TASK DESCRIPTION => Copy out everything from the start of the material down to and including the line that contains "<point>171,18</point>", with no changes.

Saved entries
★ ★ ★ ★
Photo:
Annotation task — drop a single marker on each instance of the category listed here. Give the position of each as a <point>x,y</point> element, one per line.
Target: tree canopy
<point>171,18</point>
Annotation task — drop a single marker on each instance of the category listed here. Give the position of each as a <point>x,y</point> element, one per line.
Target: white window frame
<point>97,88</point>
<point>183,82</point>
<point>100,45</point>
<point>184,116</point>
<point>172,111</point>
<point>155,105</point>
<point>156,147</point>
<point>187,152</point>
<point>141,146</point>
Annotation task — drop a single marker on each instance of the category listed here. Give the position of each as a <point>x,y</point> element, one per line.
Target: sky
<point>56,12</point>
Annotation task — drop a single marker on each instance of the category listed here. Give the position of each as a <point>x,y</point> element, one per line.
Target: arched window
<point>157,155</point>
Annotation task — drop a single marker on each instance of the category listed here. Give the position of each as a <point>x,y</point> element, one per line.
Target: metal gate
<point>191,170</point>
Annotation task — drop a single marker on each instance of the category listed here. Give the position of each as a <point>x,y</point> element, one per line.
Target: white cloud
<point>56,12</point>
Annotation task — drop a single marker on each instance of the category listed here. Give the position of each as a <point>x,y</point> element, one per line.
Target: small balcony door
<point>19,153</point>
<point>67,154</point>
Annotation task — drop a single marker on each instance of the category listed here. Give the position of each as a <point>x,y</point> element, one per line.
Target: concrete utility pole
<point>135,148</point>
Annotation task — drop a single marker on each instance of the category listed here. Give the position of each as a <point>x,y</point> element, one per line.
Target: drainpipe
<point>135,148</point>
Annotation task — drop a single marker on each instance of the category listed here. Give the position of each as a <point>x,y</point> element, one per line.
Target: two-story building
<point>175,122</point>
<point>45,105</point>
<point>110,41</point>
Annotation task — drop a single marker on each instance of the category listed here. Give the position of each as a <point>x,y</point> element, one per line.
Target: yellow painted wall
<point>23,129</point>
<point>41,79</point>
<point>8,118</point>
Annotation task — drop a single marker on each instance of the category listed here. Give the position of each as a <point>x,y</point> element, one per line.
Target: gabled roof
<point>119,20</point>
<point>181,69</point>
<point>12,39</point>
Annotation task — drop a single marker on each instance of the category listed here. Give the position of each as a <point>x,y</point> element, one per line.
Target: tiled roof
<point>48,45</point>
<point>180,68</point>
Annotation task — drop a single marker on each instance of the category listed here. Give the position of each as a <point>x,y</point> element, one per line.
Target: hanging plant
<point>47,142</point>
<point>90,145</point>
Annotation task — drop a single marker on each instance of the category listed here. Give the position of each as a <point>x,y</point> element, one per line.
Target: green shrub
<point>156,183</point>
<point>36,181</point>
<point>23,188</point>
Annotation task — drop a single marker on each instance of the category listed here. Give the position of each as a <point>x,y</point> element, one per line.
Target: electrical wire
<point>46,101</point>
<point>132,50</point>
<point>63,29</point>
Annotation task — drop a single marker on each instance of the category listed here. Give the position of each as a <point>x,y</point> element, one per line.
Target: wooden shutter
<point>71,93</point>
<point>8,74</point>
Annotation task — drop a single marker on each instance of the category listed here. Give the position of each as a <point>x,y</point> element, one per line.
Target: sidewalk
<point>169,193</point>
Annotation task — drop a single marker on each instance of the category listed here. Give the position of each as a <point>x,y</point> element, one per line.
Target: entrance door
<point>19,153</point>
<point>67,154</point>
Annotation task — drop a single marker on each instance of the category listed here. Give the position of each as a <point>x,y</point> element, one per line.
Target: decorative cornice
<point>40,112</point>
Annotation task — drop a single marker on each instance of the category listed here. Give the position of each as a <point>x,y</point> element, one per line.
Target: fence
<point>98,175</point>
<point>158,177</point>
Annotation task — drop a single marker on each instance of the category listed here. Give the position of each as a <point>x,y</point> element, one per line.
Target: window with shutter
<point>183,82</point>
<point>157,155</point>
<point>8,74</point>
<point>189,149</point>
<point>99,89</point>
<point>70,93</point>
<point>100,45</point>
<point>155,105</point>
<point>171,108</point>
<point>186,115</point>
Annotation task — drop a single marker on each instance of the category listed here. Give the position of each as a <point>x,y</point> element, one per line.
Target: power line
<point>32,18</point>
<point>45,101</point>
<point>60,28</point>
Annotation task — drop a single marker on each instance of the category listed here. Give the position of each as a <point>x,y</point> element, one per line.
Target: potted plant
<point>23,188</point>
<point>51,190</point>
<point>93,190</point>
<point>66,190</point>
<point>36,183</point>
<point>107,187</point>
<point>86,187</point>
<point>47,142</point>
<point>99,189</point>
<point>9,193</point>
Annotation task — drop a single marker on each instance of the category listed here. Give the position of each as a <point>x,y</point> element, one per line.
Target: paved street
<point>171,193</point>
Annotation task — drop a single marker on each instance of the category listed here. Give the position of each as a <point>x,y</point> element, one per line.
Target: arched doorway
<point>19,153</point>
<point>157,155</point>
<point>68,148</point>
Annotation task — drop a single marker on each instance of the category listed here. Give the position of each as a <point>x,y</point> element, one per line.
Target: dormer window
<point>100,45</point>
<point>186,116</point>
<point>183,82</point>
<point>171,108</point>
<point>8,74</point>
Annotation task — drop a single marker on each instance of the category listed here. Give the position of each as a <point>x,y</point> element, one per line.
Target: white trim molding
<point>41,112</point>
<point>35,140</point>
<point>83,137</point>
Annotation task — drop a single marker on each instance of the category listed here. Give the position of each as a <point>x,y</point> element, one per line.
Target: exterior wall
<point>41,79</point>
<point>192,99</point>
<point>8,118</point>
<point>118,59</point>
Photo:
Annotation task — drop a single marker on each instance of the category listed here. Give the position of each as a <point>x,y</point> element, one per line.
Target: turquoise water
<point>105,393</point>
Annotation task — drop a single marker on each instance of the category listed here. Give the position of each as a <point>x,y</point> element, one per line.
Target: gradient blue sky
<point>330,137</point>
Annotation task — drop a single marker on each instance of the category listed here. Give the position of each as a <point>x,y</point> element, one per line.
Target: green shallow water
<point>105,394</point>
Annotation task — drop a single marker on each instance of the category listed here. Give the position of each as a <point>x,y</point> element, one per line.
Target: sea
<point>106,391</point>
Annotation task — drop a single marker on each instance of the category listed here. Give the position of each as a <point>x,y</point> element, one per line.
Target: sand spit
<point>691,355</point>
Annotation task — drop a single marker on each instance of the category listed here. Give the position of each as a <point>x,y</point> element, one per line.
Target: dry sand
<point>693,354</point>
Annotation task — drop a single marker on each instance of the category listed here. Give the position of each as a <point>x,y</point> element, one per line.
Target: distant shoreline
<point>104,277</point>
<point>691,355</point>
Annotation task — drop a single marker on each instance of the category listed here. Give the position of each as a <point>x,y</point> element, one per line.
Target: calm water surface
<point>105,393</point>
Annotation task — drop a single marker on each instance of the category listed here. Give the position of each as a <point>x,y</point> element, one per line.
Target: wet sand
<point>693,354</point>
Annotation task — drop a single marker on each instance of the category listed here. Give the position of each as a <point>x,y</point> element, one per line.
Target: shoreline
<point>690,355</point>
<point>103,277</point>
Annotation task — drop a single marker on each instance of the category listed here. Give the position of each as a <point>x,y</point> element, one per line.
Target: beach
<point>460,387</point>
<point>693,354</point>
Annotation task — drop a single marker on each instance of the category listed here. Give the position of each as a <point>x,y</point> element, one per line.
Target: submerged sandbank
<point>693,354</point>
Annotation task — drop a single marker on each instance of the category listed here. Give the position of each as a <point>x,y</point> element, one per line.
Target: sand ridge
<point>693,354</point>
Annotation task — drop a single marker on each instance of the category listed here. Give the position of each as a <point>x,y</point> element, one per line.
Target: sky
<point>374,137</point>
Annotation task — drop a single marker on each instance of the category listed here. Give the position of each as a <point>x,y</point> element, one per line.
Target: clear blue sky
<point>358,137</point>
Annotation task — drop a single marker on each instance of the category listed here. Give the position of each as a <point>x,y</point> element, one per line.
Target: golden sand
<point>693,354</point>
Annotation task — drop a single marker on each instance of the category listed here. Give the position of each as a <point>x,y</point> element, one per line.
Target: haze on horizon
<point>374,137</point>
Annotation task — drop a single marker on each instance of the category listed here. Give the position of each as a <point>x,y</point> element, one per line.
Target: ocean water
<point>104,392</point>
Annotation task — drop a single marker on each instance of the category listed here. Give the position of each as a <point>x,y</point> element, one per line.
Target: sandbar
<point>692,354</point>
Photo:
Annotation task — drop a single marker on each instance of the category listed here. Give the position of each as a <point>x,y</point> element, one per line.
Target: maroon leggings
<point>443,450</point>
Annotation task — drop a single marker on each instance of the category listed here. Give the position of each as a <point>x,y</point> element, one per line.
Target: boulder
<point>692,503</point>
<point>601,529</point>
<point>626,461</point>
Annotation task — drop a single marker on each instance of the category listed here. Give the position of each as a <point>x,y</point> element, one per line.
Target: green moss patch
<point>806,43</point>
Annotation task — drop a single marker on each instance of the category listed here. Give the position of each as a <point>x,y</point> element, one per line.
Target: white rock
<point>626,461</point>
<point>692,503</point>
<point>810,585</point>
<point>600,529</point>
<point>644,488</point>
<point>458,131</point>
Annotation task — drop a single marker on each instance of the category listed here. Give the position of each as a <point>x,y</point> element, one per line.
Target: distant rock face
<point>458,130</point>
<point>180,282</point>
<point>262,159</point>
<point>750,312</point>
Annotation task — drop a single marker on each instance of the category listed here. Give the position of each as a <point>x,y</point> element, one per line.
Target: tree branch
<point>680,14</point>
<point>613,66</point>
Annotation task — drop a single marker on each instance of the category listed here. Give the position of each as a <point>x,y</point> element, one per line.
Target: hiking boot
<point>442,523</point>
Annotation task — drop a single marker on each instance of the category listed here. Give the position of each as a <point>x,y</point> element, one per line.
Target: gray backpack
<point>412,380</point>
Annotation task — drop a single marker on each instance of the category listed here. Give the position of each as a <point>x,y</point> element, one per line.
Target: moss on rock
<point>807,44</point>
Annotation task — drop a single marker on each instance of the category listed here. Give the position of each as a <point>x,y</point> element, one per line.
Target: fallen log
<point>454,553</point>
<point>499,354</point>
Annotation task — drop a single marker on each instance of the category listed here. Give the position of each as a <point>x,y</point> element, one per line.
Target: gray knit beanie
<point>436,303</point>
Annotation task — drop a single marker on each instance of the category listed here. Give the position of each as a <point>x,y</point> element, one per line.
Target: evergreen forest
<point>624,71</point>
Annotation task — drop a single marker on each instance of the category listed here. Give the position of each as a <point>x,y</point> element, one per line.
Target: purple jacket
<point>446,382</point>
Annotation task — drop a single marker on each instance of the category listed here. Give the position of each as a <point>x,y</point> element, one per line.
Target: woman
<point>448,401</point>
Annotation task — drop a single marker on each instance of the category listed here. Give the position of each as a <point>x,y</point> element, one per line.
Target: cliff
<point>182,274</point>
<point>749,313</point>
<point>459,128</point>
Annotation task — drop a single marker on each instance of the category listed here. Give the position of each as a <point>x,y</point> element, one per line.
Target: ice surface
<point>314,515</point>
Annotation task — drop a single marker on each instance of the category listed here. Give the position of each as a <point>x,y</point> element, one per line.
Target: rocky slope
★ ★ ★ ★
EXPECTED ANSWER =>
Photo:
Annotation task — drop a single marker on each instance of the category listed here. Give the position of each as a <point>x,y</point> element, one per line.
Target: tree canopy
<point>171,18</point>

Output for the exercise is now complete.